According to the passage on Alabama's social justice organizations, in what year was the advocacy organization Alabama Arise formed?

### PASSAGE TO READ
>>
Along with all this, Alabama the Beautiful is home to several social justice organizations. Montgomery is ground zero for much of the key work of civil rights groups, and it is also the birthplace of Morris Dees’ Southern Poverty Law Center (SPLC) and Bryan Stevenson’s Equal Justice Initiative (EJI). Both work tirelessly to end racial injustice by tracking and prosecuting hate groups and by remedying inequities in the justice system, respectively.

In addition, diverse comrades in Alabama, including Southern Scots-Irish “Crackers” like me and working-class Black Belt Blacks, are uniting to fight economic oppression. One focal point for our efforts is another state asset: Alabama Arise, a nonprofit, non-partisan grassroots coalition of congregations, community organizations, and individuals. Arise consists of Alabama Arise, a 501 (c)(4) advocacy organization formed in 1988 and Arise Citizens’ Policy Project, a 501 (c)(3) research and organizing group founded in 1994. Arise defines its mission as “promoting state policies that improve the lives of low-income people.”
<<
### DATA SECTION
>>
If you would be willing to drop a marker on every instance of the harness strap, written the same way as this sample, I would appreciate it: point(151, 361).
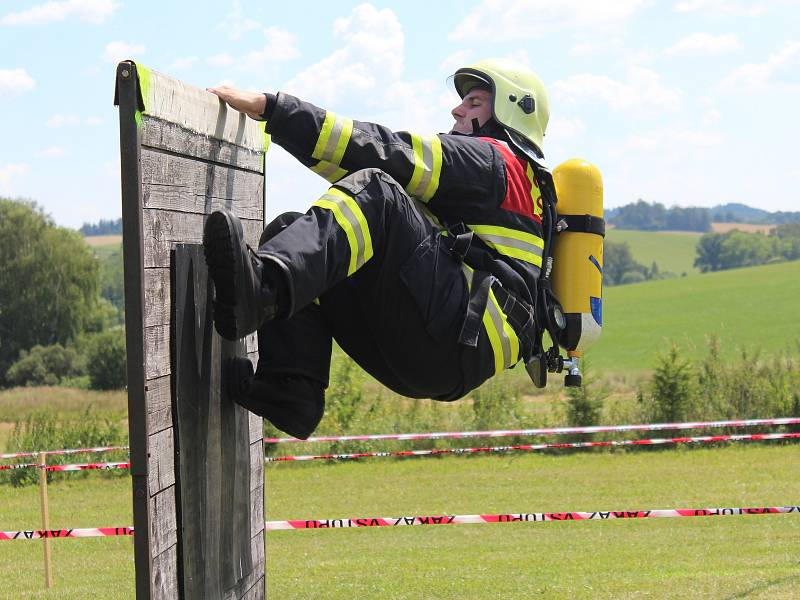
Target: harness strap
<<
### FINAL ANSWER
1988